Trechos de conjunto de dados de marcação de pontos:
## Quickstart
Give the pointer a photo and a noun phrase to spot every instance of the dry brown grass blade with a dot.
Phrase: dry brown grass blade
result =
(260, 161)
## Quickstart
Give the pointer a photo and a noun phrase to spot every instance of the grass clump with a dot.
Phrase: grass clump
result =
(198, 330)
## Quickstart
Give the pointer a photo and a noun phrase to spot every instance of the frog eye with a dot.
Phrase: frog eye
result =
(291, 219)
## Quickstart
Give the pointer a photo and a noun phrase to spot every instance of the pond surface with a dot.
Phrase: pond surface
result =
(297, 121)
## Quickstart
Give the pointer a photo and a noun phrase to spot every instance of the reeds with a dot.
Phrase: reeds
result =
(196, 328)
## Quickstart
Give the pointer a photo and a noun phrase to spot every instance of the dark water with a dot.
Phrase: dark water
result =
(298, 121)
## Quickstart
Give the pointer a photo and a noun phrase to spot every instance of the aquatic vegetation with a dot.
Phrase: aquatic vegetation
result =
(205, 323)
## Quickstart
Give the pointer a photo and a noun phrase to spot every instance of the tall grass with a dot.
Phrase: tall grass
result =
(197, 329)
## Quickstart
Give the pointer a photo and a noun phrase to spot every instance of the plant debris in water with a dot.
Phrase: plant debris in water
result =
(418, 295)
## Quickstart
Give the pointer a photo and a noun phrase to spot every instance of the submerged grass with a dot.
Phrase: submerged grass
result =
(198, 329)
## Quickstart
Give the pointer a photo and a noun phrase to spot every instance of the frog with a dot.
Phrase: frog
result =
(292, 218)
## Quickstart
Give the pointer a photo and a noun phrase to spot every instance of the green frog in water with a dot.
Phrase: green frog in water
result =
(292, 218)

* * *

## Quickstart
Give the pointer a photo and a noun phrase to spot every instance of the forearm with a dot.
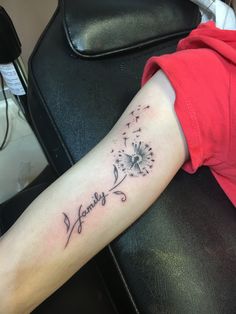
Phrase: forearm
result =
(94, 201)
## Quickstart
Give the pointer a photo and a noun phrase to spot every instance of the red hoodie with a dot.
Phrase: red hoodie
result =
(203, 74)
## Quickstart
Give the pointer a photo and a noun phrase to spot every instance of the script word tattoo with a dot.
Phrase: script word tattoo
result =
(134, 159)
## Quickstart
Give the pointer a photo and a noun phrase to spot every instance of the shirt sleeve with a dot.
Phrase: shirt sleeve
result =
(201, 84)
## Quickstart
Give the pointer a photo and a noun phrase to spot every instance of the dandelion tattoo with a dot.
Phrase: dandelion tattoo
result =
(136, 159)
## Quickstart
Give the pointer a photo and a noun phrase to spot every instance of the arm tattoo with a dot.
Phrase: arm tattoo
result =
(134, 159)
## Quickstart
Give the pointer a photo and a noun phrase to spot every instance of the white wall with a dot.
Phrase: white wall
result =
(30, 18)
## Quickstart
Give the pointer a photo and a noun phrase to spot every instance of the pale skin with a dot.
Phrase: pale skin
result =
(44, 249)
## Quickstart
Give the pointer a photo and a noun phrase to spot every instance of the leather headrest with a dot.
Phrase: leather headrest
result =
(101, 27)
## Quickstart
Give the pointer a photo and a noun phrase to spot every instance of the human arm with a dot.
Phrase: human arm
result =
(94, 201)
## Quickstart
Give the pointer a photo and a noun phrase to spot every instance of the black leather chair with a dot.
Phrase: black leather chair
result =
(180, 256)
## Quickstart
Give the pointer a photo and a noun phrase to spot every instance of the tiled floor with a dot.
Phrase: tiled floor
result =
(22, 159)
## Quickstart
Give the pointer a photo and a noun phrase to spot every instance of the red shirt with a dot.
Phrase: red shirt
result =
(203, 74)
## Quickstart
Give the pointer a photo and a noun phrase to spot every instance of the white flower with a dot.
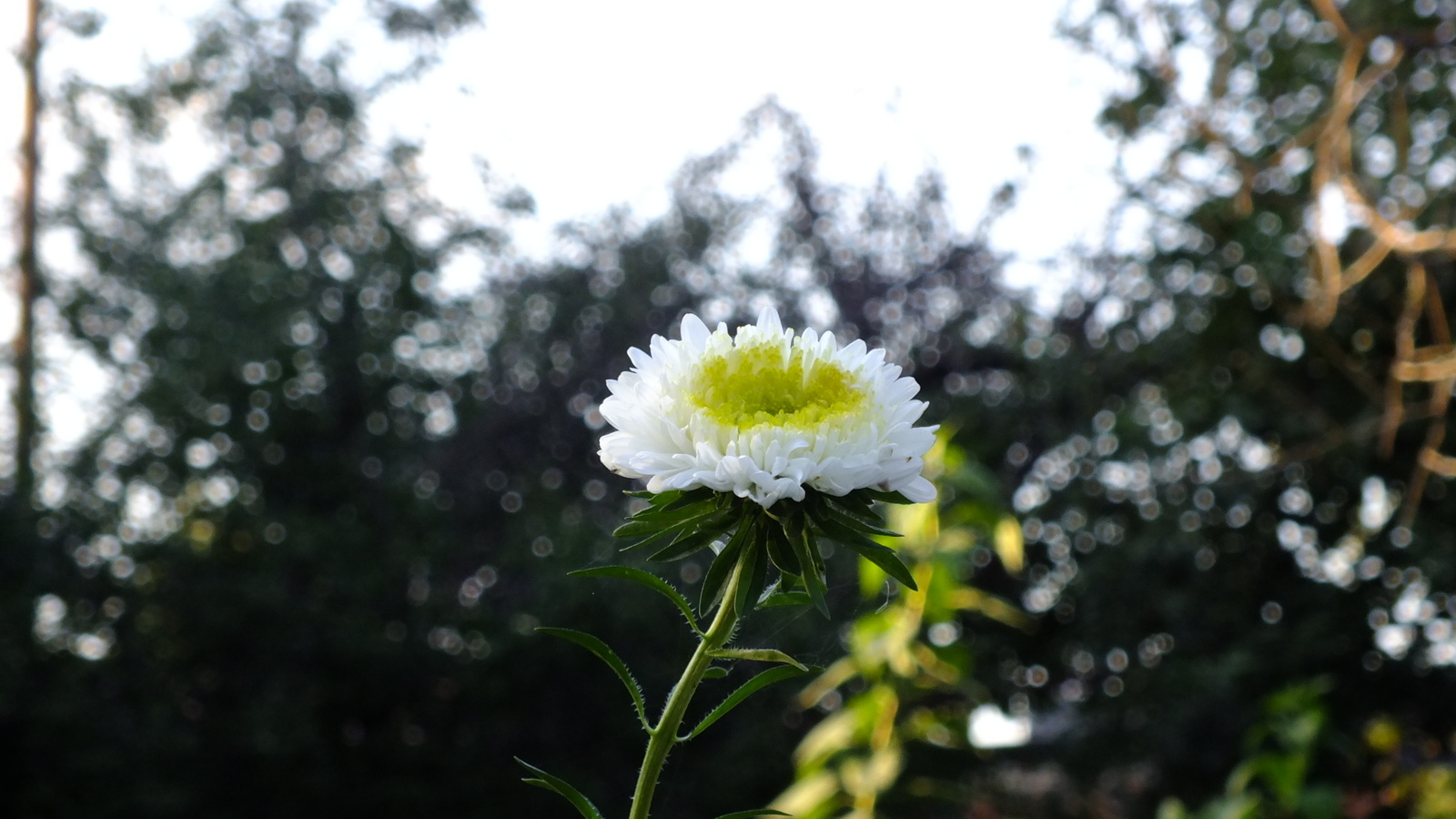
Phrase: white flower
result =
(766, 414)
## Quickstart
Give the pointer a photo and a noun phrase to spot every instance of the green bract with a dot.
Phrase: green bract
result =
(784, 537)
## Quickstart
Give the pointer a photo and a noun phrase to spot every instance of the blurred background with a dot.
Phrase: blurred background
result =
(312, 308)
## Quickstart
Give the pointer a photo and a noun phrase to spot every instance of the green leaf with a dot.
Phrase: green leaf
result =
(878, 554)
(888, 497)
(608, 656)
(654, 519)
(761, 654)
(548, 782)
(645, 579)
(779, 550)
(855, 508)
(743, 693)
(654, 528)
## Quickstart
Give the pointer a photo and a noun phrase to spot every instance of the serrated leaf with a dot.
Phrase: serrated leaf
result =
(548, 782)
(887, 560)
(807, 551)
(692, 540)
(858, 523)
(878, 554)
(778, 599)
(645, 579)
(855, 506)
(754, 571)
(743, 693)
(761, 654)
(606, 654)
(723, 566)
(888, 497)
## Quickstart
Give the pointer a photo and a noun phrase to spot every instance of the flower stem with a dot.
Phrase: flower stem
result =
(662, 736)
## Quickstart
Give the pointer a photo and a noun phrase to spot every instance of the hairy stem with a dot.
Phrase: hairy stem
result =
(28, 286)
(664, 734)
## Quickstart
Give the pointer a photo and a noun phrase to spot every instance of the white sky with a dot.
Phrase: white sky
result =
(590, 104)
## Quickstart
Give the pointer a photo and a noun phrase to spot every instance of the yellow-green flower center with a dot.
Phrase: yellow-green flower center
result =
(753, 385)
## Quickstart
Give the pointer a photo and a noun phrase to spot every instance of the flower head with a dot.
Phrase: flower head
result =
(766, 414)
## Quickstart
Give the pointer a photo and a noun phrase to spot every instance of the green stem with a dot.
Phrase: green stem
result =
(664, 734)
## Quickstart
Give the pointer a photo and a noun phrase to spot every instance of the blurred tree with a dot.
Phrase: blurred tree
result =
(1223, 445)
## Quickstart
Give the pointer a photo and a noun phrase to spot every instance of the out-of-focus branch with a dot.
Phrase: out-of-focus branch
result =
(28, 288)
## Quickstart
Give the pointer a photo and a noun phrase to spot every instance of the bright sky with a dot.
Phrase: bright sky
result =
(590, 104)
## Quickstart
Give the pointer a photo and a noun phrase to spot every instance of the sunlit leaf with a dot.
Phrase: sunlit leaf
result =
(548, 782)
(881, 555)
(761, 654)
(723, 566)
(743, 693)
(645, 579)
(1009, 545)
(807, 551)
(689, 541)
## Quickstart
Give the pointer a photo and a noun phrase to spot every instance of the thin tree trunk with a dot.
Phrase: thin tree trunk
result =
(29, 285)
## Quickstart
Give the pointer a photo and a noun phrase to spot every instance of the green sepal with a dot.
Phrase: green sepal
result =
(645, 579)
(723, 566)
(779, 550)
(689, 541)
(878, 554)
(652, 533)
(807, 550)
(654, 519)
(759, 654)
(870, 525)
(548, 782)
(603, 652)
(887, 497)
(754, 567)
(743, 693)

- [Tarefa proposta]: Informe, copiando-as por inteiro, todas as linhas dos registros que contêm a palavra "focus". A busca deve diferenciar maiúsculas de minúsculas.

- [Resposta da tarefa]:
Give the pointer a photo and a noun phrase to spot every instance of the out-of-focus branch with a dot.
Phrase: out-of-focus branch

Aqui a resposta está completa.